[Material for this exercise]:
——————————

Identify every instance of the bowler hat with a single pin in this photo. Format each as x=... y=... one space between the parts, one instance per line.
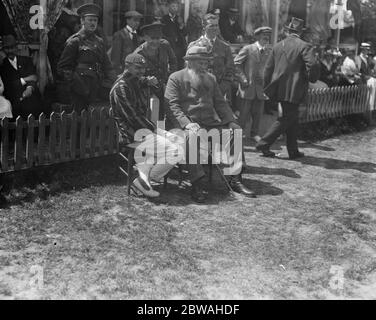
x=296 y=25
x=135 y=59
x=155 y=27
x=89 y=9
x=9 y=40
x=198 y=53
x=262 y=30
x=133 y=14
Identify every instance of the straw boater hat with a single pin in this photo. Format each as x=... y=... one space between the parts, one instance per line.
x=153 y=28
x=132 y=14
x=197 y=53
x=89 y=10
x=135 y=59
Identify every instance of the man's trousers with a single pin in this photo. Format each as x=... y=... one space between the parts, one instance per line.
x=289 y=124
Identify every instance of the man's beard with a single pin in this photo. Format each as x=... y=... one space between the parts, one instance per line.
x=200 y=79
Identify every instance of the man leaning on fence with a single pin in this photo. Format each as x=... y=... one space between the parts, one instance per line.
x=289 y=69
x=84 y=63
x=129 y=103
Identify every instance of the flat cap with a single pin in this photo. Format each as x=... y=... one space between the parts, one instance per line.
x=9 y=40
x=365 y=45
x=133 y=14
x=263 y=30
x=135 y=59
x=89 y=9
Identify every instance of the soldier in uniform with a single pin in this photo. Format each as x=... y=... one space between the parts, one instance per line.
x=222 y=65
x=84 y=63
x=160 y=59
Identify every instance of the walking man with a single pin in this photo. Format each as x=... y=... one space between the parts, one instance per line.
x=250 y=63
x=289 y=69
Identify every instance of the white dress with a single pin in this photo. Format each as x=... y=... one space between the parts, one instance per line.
x=5 y=106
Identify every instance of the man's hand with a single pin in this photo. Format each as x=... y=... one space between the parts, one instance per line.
x=234 y=126
x=152 y=81
x=27 y=93
x=193 y=127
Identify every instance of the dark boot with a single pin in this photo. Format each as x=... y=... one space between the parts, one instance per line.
x=238 y=187
x=197 y=192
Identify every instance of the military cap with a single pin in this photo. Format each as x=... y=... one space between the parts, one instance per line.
x=209 y=19
x=198 y=53
x=135 y=59
x=296 y=25
x=233 y=11
x=133 y=14
x=9 y=40
x=365 y=45
x=89 y=9
x=154 y=28
x=263 y=30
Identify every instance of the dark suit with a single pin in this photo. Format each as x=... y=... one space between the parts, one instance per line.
x=176 y=37
x=13 y=88
x=250 y=63
x=123 y=44
x=289 y=69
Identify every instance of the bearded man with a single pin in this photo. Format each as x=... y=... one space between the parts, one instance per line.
x=194 y=101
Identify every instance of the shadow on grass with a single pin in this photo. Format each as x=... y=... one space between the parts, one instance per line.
x=271 y=172
x=335 y=164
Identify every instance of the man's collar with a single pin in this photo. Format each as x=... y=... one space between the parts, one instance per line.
x=259 y=45
x=130 y=29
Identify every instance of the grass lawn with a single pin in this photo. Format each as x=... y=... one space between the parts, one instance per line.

——————————

[Task prompt]: Reproduce the full listing above verbatim, from its first line through its last, and leave out the picture.

[Expected answer]:
Identify every instance of the bowler hat with a single pin in this photo. Format each as x=... y=... one space between the parts, one instance per line.
x=296 y=25
x=135 y=59
x=155 y=27
x=89 y=9
x=9 y=40
x=198 y=53
x=262 y=30
x=133 y=14
Identify every instance of the straw boater hat with a single pin in this photo. Format each as x=... y=... one space between the parts, one instance per line.
x=153 y=28
x=132 y=14
x=197 y=53
x=89 y=10
x=135 y=59
Identify every instance of the man's trousers with a single pin in this photo. Format each as x=... y=... one space between the parts, one instance per line.
x=289 y=124
Identify every instance of the man's beard with a single pin in this photo. Format each as x=... y=... one space between the parts, one instance per line.
x=200 y=79
Identify every instance of the man leaning on fence with a single pin in this photo. Format each as x=... y=... one space between the parts, one instance per line.
x=289 y=69
x=84 y=63
x=129 y=103
Identify every instance of the flat cap with a single pin in this photo. Format each as x=... y=... one space between the parts, one instance per line.
x=9 y=40
x=365 y=45
x=133 y=14
x=263 y=30
x=135 y=59
x=89 y=9
Identify every instance of the soldier in uniform with a single pin in this photo. Format each as x=... y=... one space between the parts, one instance per line.
x=222 y=65
x=84 y=63
x=160 y=59
Identify every instance of the walking man with a single pin in this photo. Format each as x=... y=... one space between the parts, one instance per line.
x=250 y=63
x=289 y=69
Identify every instance of the white dress with a single pin in this photo. Format each as x=... y=... one space between the parts, one instance per line.
x=5 y=106
Identify every instance of the man's hand with a single pin in this photo. Format each as x=... y=... one space between the parts, one instance per line.
x=234 y=126
x=152 y=81
x=27 y=93
x=193 y=127
Identify every instance of the dark boot with a single pin in this photo. Format each as x=... y=... one space between the parts, one instance per line.
x=238 y=187
x=197 y=192
Identify every instance of the military cap with a single pin in this photo. Format each as x=... y=... one space between the parts, one instance per line.
x=209 y=19
x=198 y=53
x=135 y=59
x=296 y=25
x=233 y=11
x=133 y=14
x=9 y=40
x=365 y=45
x=89 y=9
x=154 y=28
x=263 y=30
Identify every instance of the dark suit with a single pin in this photo. Format each as x=... y=... one space between the parts, one instance per line.
x=176 y=37
x=13 y=88
x=250 y=63
x=123 y=44
x=289 y=69
Identify every instance of the bearded man with a single pin in this photo. Format each as x=... y=... one space between the parts, one instance per line.
x=194 y=101
Identify every instance of the shadow on grass with a single pin in this photo. Format each as x=... y=... one space between the parts, one instance per line.
x=271 y=172
x=335 y=164
Identify every instance of the man's collar with a single pin in this photo. Format each as x=... y=... one space between the parts, one instance per line.
x=259 y=45
x=130 y=29
Identify every instance of the grass lawn with a single pin in this photo. Format each as x=... y=... one space between the parts, one instance per line.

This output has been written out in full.